**Texte fourni:**
>>>>
Ses paroles qui me racontaient ses impressions de malade, qui me faisaient des questions, qui me demandaient des objets, qui me disaient, enfin, des choses tout à fait inattendues, impossibles à deviner ou à imaginer; et, il faut bien que je l’avoue, j’avais en l’écoutant l’émouvante illusion de retrouver sa voix! Nous avons pu causer ainsi pendant tout un mois.
L’inconvénient de ce système consiste dans la difficulté de sentir nettement les vibrations. Il y faut une-longue initiation.
Il semble vraiment que la Providence ait voulu, pour m’instruire de leur exemple, me mettre en contact d’âme et en correspondance d’idées avec des aveugles-sourds.
Je dois à l’un d’entre eux, à mon ami Yves Guégan, la pratique d’un procédé de communication qui est le sien et qui me rend, depuis trois ans [note 2], de précieux services.
<<<<
**Données:**
>>>>
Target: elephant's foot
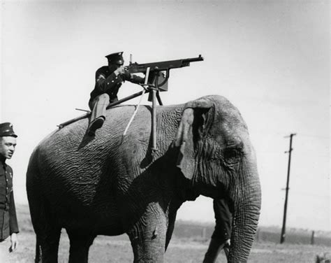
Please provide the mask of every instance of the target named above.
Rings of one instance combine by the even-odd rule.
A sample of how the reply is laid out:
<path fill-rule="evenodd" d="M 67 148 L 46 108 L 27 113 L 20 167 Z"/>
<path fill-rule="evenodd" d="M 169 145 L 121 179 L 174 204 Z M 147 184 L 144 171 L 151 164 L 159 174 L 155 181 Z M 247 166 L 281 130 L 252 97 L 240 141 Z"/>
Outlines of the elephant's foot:
<path fill-rule="evenodd" d="M 36 242 L 35 263 L 57 263 L 59 242 L 61 236 L 60 227 L 50 227 L 45 225 L 38 229 Z"/>
<path fill-rule="evenodd" d="M 96 236 L 82 234 L 84 230 L 67 232 L 70 239 L 69 263 L 87 263 L 89 247 Z"/>

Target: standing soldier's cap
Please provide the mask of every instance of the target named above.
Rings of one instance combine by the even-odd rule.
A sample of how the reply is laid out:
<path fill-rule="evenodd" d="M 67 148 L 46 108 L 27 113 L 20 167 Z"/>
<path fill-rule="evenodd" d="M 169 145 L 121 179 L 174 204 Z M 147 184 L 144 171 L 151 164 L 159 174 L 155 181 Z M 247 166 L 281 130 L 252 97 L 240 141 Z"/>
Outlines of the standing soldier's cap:
<path fill-rule="evenodd" d="M 13 136 L 17 137 L 13 129 L 13 125 L 10 122 L 0 123 L 0 137 Z"/>
<path fill-rule="evenodd" d="M 121 64 L 124 63 L 124 59 L 123 59 L 123 52 L 117 52 L 116 53 L 112 53 L 105 56 L 107 59 L 108 59 L 108 63 L 110 64 Z"/>

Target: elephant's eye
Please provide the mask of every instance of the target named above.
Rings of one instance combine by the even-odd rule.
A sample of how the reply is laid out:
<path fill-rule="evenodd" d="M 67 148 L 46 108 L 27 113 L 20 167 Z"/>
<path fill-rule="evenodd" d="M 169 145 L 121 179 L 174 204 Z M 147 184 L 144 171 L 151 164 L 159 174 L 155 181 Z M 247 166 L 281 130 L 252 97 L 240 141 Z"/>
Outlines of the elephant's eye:
<path fill-rule="evenodd" d="M 237 149 L 229 148 L 224 151 L 223 156 L 228 164 L 236 164 L 239 162 L 239 152 Z"/>

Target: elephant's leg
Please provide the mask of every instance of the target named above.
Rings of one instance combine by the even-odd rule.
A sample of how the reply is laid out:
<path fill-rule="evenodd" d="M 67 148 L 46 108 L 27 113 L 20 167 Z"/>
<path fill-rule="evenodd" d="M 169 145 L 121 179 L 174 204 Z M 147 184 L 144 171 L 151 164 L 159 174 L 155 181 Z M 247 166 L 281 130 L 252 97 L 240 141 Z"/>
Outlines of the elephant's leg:
<path fill-rule="evenodd" d="M 149 207 L 128 232 L 134 254 L 134 263 L 163 262 L 167 219 L 158 205 Z"/>
<path fill-rule="evenodd" d="M 30 213 L 36 232 L 36 263 L 57 262 L 61 227 L 54 220 L 50 206 L 38 191 L 30 191 Z"/>
<path fill-rule="evenodd" d="M 89 247 L 95 235 L 67 230 L 70 239 L 69 263 L 87 263 Z"/>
<<<<
**Série de consignes:**
1) Résumez en deux phrases le texte sur la communication avec les aveugles-sourds.
2) Poursuivez le texte sur la communication avec les aveugles-sourds à partir de sa dernière phrase.
Les données proviennent d'une autre source que le texte.

**Réponses attendues:**
1) Grâce à un système fondé sur les vibrations, une personne malade a pu, pendant tout un mois, confier ses impressions, poser des questions et demander des objets, au point de donner l'émouvante illusion de retrouver sa voix, même si ce système exige une longue initiation pour sentir nettement les vibrations. La Providence semble avoir voulu établir un contact d'âme avec des aveugles-sourds pour instruire par leur exemple, et l'un d'eux, Yves Guégan, est à l'origine d'un procédé de communication qui rend de précieux services depuis trois ans.

2)
[Note 2. Donc depuis 1915.]
On n’a plus besoin, maintenant, de se fatiguer à mon oreille en me criant et répétant les mots qui ne veulent pas entrer: aussitôt que j’entends plus mal, la personne qui cause avec moi prend mon index droit, et, le dirigeant, lui fait tracer la forme des lettres qui composent le mot ou les mots que je n’ai pu comprendre. On fait écrire ainsi mon doigt sur mon genou ou sur un livre. C’est très simple et très pratique. L’emploi des minuscules est préférable ; on y gagne de la rapidité. Les ayant oubliées, j’ai dû les réapprendre. Je ne connais pas de procédé de communication meilleur que celui-là; aussi, je le recommande avec instance, non seulement aux soldats aveugles-sourds, mais encore à tous mes autres frères aveugles-sourds, et ceux-là sont, hélas! bien nombreux.
Pour se convaincre de l’excellence de ce système, il n’y a qu’à regarder vivre celui qui l’a imaginé: Yves Guégan, dans son pays breton, communique avec tout le monde; tout le monde lui parle, par l’intermédiaire de son index; quand on se promène avec lui, on lui fait écrire dans sa main ou sur la manche, et de telle sorte qu’on peut aisément causer avec lui, tout en marchant. Assis, on peut lui faire la lecture. Complètement aveugle et complètement sourd, lui aussi, il a su découvrir son moyen de délivrance!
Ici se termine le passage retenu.